> 本文抜粋:
+++

創業者一族の追放劇を読む
古山喜章です。
円谷プロの六代目社長が書いた、
「ウルトラマンが泣いている」を読みました。
(講談社現代新書 740円)
怪獣世代の私にとって、
円谷プロと言えば、「ウルトラマン」です。
そして、その創業者である円谷英二と言えば、
「ゴジラ」「モスラ」を生み出した、特撮の神様です。
怪獣世代にとっては、“あの円谷プロ”なのです。
しかし今、その円谷プロに、創業者一族は全くおりません。
かつての栄光と、創業一族追放に至るまでの経緯が、
事細かに記載されています。
円谷一族のお家騒動を、創業者の孫が明らかにした一冊です。
つきつめれば、
“財務不在のワンマン経営”が、原因です。
採算無視で制作コストをつぎこむ。

+++

[位置アノテーションの記録]

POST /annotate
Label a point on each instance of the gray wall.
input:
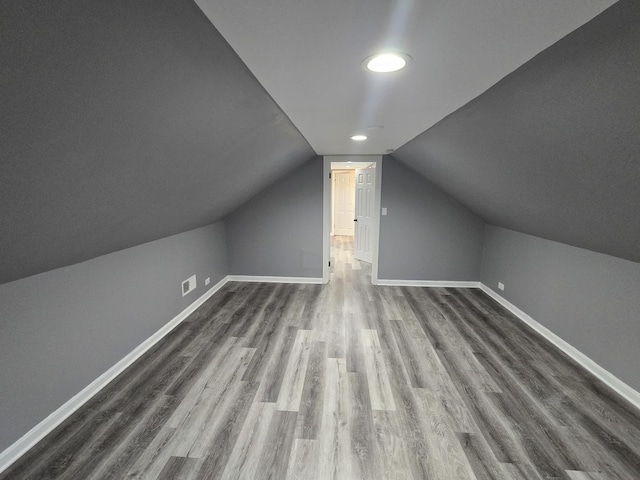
(426, 235)
(552, 149)
(588, 299)
(279, 231)
(62, 329)
(124, 122)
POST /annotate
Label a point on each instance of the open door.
(363, 231)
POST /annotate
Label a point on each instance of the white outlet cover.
(188, 285)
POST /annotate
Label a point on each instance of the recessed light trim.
(386, 62)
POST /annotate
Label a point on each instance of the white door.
(365, 190)
(344, 203)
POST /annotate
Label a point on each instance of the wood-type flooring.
(346, 381)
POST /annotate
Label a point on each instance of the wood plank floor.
(346, 381)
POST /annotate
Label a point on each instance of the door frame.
(326, 210)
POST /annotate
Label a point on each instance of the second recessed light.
(386, 62)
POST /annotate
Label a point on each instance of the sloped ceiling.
(308, 54)
(123, 122)
(552, 150)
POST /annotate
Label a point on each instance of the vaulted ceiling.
(124, 122)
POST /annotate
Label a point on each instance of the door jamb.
(326, 210)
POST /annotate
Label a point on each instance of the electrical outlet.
(188, 285)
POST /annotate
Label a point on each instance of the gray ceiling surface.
(124, 122)
(553, 149)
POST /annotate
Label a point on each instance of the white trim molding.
(621, 388)
(269, 279)
(37, 433)
(427, 283)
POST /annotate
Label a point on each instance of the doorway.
(351, 202)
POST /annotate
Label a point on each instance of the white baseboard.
(267, 279)
(605, 376)
(37, 433)
(427, 283)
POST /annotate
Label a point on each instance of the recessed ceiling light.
(386, 62)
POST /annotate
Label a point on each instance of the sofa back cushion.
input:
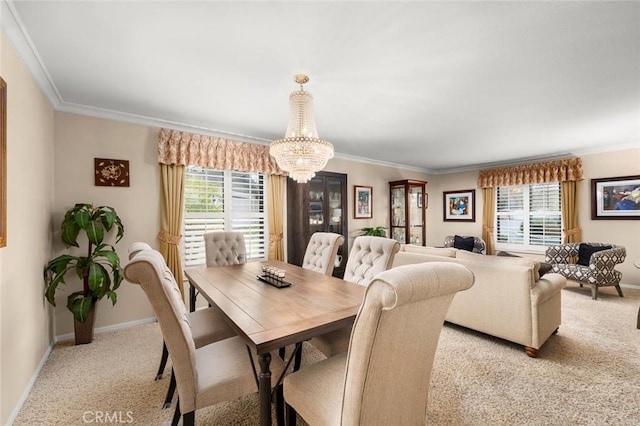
(433, 251)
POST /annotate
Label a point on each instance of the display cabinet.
(319, 205)
(408, 216)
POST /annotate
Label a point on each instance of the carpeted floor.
(587, 374)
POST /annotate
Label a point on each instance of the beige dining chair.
(384, 378)
(207, 375)
(368, 257)
(321, 252)
(207, 326)
(221, 248)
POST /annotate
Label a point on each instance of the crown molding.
(22, 43)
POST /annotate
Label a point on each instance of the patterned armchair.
(600, 272)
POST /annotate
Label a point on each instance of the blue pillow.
(586, 250)
(463, 243)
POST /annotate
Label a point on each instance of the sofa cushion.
(463, 243)
(434, 251)
(586, 250)
(544, 266)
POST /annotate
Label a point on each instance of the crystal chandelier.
(301, 152)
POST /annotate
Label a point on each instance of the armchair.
(596, 268)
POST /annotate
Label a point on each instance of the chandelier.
(301, 153)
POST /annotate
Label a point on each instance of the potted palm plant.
(99, 270)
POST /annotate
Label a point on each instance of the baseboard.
(104, 329)
(633, 286)
(36, 373)
(27, 389)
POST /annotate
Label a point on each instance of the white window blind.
(528, 216)
(223, 200)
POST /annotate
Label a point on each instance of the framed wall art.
(111, 172)
(459, 206)
(615, 198)
(363, 202)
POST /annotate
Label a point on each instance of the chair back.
(394, 340)
(478, 246)
(148, 269)
(321, 252)
(224, 248)
(368, 257)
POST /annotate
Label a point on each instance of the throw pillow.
(586, 250)
(463, 243)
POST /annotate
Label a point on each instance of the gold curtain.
(568, 172)
(553, 171)
(570, 191)
(275, 194)
(488, 218)
(171, 207)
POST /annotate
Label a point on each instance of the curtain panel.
(189, 149)
(526, 174)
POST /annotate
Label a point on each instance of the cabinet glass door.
(316, 205)
(334, 193)
(415, 212)
(398, 218)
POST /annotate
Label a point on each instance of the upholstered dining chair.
(207, 326)
(368, 257)
(221, 248)
(398, 325)
(205, 376)
(321, 252)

+++

> 課題 1: 円谷プロに関する書評のうち、「怪獣世代の私にとって、」から始まり「円谷一族のお家騒動を、創業者の孫が明らかにした一冊です。」で終わる部分を、一字一句たがえずに書き写しなさい。
> 課題 2: 円谷プロに関する書評の最後の文に続く部分を書きなさい。
この一覧は、円谷プロに関する書評とは関係がない。

> 解答 1:
怪獣世代の私にとって、
円谷プロと言えば、「ウルトラマン」です。
そして、その創業者である円谷英二と言えば、
「ゴジラ」「モスラ」を生み出した、特撮の神様です。
怪獣世代にとっては、“あの円谷プロ”なのです。
しかし今、その円谷プロに、創業者一族は全くおりません。
かつての栄光と、創業一族追放に至るまでの経緯が、
事細かに記載されています。
円谷一族のお家騒動を、創業者の孫が明らかにした一冊です。

> 解答 2:
プール付きの豪邸を会社のカネで購入し、自宅にする。
ハワイやラスベガスで豪遊する。
無謀な海外拡大戦略を図り失敗する。
兄弟間のいがみあいが派閥を生み出す。
まったくのどんぶり勘定で、財務は一切無視。
なんと、
21世紀に入っても、経理の帳簿が手書きだったそうです。
特撮という技術を売りものにする会社が、ですよ。
同族経営の、さまざまな落とし穴が、この一冊に登場します。
同族企業の経営者、後継者には、一読をすすめる本です。
思い当たることがないことを、祈ります。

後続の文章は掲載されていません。